[Object point labels]
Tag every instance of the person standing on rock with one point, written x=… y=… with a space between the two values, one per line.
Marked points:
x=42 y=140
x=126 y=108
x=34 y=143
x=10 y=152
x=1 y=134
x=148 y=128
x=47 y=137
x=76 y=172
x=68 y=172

## Exercise instructions
Turn the material above into a Markdown table with the columns Number and Record line, giving each non-blank line its own row.

## Response to this task
| Number | Record line |
|---|---|
| 1 | Tag every instance of the person standing on rock with one point, written x=… y=… with a space between the two values, one per line. |
| 2 | Marked points: |
| 3 | x=42 y=140 |
| 4 | x=126 y=108 |
| 5 | x=34 y=143 |
| 6 | x=10 y=152 |
| 7 | x=1 y=134 |
| 8 | x=148 y=128 |
| 9 | x=47 y=137 |
| 10 | x=76 y=172 |
| 11 | x=68 y=172 |